◆ WHAT TO PRODUCE ◆
Count the lines in the records below that contain the string "target". Reply with that number alone.

◆ SUPPLIED DATA ◆
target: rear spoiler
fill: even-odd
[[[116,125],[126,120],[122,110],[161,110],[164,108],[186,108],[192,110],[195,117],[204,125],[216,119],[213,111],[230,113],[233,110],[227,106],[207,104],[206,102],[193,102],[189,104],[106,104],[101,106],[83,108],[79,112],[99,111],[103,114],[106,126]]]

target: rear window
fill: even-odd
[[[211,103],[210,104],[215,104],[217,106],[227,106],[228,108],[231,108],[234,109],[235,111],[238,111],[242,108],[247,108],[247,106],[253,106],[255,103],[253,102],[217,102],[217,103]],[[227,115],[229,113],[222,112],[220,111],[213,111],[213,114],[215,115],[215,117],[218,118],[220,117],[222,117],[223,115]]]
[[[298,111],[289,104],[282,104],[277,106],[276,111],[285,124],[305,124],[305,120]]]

---

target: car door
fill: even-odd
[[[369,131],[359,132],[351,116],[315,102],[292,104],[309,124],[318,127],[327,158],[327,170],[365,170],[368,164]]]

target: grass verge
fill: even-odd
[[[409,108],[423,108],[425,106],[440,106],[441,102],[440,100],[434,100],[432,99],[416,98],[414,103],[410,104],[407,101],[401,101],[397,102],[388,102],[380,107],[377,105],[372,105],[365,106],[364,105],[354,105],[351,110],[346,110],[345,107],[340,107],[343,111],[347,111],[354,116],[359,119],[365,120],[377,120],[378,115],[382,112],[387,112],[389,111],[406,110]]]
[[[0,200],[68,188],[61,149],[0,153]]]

◆ THE COMPLETED TASK ◆
4